Task to complete: Copy out the data below, from the line containing "The orange kayak" down to the line containing "[47,140,238,191]", including both of those lines and nothing else.

Entries:
◇ ◇ ◇
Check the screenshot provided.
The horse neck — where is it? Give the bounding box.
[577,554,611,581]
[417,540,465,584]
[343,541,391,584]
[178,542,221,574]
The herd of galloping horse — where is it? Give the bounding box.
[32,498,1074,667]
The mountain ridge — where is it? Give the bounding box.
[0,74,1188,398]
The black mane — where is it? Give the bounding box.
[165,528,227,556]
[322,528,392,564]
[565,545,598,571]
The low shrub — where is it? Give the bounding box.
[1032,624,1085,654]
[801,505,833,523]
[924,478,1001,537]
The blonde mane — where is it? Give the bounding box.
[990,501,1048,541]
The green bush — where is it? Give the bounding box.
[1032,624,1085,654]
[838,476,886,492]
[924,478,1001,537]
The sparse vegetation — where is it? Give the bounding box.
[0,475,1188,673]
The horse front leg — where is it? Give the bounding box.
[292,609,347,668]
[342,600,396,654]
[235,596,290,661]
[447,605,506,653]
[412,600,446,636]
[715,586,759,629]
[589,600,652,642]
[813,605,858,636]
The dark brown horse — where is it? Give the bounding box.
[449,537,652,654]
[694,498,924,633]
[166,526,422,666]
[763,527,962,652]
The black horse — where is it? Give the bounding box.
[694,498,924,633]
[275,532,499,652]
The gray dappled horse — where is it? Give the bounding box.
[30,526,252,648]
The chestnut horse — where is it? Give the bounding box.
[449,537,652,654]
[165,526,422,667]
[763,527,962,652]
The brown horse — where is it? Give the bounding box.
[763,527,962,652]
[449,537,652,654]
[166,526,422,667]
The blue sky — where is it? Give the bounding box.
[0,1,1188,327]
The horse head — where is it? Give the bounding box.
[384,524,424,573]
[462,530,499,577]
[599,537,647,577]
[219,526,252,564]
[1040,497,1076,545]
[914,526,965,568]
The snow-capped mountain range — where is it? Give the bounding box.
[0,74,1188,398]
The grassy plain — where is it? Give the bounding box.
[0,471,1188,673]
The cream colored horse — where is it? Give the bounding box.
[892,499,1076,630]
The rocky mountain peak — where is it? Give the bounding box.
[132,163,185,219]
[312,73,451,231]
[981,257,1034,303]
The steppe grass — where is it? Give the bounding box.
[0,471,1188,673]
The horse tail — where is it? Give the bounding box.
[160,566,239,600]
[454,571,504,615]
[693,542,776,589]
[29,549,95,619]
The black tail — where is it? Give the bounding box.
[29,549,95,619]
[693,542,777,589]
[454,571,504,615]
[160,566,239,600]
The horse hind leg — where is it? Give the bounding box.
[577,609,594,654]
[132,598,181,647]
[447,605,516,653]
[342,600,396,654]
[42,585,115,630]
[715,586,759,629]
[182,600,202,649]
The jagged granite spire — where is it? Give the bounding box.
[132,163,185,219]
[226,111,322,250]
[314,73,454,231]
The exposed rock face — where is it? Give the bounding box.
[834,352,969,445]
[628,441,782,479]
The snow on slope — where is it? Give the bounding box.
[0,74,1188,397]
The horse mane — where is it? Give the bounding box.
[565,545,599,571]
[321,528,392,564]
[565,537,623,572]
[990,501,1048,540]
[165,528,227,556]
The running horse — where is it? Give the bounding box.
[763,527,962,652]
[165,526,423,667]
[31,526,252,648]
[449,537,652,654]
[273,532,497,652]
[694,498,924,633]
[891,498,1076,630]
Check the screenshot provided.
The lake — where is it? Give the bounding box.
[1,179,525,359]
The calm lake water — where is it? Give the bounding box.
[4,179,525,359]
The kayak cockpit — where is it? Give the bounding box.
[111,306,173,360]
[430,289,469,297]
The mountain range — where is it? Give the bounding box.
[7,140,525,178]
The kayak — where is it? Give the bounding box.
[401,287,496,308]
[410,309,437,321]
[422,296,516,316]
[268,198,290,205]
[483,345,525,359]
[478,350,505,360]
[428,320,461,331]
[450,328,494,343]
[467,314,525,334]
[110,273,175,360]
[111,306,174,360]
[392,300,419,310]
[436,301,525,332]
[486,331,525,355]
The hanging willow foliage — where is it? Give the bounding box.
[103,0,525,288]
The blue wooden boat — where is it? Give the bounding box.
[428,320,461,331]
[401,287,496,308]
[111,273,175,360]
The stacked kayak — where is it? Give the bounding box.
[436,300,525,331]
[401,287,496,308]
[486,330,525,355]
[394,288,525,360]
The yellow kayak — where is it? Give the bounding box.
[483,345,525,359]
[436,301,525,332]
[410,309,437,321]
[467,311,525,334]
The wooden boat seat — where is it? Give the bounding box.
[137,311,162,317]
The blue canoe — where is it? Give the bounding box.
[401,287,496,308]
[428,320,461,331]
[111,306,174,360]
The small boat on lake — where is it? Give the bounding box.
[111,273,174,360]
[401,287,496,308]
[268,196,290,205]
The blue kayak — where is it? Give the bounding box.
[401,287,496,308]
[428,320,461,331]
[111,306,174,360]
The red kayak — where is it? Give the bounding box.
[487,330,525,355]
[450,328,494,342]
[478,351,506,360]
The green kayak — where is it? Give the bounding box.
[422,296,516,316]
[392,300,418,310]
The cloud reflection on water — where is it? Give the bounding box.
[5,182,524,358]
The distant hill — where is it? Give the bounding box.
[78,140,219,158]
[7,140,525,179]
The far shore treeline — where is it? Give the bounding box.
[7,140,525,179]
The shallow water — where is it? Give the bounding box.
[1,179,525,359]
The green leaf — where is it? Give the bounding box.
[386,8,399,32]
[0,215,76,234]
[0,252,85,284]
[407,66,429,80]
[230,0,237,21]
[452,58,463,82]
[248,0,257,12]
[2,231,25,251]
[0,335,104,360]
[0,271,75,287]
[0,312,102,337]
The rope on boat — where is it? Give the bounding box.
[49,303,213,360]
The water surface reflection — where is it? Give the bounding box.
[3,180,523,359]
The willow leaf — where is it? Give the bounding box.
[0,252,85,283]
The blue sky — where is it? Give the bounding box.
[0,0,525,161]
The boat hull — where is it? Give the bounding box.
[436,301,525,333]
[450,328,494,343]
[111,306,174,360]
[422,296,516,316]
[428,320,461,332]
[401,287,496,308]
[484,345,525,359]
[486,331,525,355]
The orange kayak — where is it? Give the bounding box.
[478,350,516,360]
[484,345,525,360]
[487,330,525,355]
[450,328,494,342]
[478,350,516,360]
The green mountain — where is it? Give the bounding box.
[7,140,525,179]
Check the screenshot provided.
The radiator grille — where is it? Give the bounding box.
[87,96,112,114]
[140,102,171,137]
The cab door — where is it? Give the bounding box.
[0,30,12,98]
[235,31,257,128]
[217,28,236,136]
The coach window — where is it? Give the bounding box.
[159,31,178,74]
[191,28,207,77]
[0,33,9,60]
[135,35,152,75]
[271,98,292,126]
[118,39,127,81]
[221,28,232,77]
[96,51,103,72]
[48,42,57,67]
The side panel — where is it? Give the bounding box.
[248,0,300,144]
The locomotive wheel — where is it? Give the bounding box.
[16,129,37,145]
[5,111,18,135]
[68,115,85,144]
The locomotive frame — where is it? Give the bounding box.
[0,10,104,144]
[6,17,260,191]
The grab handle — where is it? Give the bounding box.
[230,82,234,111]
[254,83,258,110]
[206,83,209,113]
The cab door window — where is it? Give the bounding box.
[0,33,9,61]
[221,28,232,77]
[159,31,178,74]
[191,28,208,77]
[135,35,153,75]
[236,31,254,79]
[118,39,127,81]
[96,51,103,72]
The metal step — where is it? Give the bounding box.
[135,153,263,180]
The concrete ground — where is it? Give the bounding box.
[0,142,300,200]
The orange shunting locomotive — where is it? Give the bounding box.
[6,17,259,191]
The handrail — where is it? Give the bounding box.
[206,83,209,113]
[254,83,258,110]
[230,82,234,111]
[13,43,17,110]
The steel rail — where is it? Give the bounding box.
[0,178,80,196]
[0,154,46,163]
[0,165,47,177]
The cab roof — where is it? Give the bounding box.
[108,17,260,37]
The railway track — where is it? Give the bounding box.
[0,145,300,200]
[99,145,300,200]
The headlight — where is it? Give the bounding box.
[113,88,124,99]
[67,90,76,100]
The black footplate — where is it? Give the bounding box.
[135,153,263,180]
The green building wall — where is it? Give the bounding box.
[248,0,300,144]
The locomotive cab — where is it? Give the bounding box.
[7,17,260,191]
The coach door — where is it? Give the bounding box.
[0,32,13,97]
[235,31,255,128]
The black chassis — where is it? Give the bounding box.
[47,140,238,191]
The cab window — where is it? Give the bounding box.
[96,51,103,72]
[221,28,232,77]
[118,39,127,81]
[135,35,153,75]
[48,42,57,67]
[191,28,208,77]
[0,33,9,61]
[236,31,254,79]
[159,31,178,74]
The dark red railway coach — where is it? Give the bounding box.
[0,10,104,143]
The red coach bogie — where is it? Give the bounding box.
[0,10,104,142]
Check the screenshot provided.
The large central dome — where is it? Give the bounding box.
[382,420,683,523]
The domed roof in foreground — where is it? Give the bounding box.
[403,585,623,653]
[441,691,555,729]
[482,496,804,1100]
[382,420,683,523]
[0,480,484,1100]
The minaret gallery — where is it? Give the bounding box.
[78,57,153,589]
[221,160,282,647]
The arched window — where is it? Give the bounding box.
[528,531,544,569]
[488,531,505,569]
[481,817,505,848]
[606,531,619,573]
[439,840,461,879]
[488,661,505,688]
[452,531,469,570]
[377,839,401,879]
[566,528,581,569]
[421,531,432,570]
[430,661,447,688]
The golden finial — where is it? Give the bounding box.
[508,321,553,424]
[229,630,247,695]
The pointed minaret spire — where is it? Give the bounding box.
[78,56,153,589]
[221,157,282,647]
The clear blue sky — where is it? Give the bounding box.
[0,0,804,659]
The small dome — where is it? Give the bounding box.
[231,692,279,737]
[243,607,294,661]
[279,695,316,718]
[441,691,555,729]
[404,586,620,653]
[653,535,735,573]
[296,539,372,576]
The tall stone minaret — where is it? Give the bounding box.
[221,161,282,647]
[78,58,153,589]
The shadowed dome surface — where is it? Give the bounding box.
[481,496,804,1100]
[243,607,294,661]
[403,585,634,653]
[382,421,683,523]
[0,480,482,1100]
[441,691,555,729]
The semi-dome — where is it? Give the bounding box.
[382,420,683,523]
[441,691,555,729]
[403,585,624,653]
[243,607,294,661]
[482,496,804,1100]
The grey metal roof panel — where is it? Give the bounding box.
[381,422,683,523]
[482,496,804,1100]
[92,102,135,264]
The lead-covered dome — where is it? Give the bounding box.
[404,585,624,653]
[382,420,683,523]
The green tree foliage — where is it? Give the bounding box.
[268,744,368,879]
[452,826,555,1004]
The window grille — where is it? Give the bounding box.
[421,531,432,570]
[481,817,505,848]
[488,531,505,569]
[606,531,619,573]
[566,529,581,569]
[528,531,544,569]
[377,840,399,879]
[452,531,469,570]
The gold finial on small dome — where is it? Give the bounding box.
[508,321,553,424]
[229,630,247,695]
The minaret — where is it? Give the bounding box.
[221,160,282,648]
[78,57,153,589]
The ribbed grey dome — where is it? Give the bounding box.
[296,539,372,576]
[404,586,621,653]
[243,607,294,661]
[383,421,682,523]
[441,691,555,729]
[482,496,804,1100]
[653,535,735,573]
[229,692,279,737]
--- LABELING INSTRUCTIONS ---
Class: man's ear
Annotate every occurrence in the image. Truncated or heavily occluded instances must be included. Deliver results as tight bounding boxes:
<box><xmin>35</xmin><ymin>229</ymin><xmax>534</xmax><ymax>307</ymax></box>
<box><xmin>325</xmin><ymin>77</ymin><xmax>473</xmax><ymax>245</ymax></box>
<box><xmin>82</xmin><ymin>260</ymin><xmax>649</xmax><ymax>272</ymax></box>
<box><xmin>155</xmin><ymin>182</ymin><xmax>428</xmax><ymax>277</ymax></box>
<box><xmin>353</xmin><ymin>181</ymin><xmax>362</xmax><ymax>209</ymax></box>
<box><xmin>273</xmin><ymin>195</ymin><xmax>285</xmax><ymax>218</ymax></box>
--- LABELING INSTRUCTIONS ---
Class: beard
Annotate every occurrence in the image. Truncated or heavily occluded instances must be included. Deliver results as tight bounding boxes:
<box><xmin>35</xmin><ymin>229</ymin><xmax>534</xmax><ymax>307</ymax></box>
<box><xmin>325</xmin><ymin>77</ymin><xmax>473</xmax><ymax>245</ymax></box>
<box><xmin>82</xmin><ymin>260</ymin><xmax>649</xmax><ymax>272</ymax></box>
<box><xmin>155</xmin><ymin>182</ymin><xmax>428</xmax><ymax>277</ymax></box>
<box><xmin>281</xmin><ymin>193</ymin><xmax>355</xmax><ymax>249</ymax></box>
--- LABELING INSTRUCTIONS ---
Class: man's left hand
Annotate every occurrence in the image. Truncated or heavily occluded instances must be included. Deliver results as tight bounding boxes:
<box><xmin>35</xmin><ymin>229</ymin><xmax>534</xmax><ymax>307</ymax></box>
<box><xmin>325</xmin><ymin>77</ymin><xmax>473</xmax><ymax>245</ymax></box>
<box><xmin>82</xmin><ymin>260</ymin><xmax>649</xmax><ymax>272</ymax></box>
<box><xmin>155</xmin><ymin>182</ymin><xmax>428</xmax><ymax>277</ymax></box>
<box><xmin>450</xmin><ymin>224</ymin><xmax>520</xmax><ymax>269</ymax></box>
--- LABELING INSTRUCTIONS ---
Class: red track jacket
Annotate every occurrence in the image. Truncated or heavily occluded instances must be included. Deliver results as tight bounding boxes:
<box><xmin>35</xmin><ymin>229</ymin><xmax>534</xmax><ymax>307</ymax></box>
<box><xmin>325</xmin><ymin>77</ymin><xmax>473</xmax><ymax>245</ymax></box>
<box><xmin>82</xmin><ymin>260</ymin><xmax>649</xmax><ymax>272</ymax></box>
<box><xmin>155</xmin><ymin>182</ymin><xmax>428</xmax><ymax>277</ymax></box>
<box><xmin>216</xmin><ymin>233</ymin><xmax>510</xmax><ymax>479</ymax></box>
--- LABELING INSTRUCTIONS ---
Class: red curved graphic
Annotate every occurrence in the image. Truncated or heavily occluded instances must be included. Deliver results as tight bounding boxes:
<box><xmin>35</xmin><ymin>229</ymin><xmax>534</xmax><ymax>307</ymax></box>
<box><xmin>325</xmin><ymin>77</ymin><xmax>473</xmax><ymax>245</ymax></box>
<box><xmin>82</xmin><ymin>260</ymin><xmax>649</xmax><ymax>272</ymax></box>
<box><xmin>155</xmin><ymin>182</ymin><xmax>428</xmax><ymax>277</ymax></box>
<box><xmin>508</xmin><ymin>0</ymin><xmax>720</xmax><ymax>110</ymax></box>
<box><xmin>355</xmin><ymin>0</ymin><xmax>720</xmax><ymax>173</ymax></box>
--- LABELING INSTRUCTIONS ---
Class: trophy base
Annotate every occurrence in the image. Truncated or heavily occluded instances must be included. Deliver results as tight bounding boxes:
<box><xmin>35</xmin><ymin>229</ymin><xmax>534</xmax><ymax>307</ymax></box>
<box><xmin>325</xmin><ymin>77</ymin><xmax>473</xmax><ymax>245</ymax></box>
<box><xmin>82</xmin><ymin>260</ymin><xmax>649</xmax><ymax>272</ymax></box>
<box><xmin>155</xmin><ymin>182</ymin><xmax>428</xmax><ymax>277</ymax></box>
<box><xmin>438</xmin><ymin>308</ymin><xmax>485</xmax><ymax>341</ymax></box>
◇ ◇ ◇
Solution to the problem:
The orange kayak — where is it? Give the bounding box.
[478,350,516,360]
[484,345,525,360]
[487,330,525,355]
[450,328,494,342]
[478,350,516,360]
The green mountain — where is it? Give the bounding box.
[7,140,525,179]
Check the screenshot provided.
The radiator grille — where is it? Give the bounding box.
[87,96,112,114]
[140,102,171,137]
The cab door — where is it? Give the bounding box.
[0,30,12,98]
[235,31,257,128]
[217,28,236,136]
The coach window — where is it? Give the bounding box.
[159,31,178,74]
[191,28,207,77]
[0,33,9,60]
[135,35,152,75]
[271,98,292,126]
[118,39,127,81]
[221,28,232,77]
[96,51,103,72]
[48,42,57,67]
The side panel — where is it? Give the bounding box.
[248,0,300,144]
The locomotive wheel — where is it? Give the bounding box.
[16,129,37,145]
[5,111,18,135]
[68,115,85,144]
The locomotive frame — where is it? Give the bounding box.
[0,10,104,144]
[6,17,260,191]
The grab handle — where is it? Give the bounding box.
[230,82,234,111]
[254,83,258,110]
[206,83,209,113]
The cab door window — where is it? Give the bounding box.
[0,33,9,61]
[221,28,232,77]
[159,31,178,74]
[191,28,208,77]
[135,35,153,75]
[236,31,254,79]
[118,39,127,81]
[96,51,103,72]
The metal step — where is it? Give the bounding box.
[135,153,263,180]
The concrete ground — where is it? Give the bounding box.
[0,142,300,200]
The orange shunting locomotive — where is it? Give the bounding box.
[6,17,259,191]
The handrail — where is it? Give the bounding box.
[206,83,209,113]
[254,83,258,110]
[230,82,234,111]
[13,43,17,110]
The steel rail — where is it? Give the bounding box.
[0,178,80,196]
[0,154,46,163]
[0,165,47,177]
The cab roof — where is it? Give the bounding box.
[108,17,260,37]
The railway track — where is it? Give the bounding box.
[0,145,300,200]
[99,145,300,200]
The headlight — where is it? Give the bounding box.
[113,88,124,99]
[67,90,76,100]
The black footplate — where is it? Give the bounding box.
[135,153,263,180]
The green building wall — where is it? Give the bounding box.
[248,0,300,144]
The locomotive cab — where is it? Give the bounding box.
[7,17,260,191]
The coach door — where is it? Give the bounding box.
[0,32,13,97]
[235,31,255,128]
The black chassis — where is it? Give the bounding box.
[47,140,238,191]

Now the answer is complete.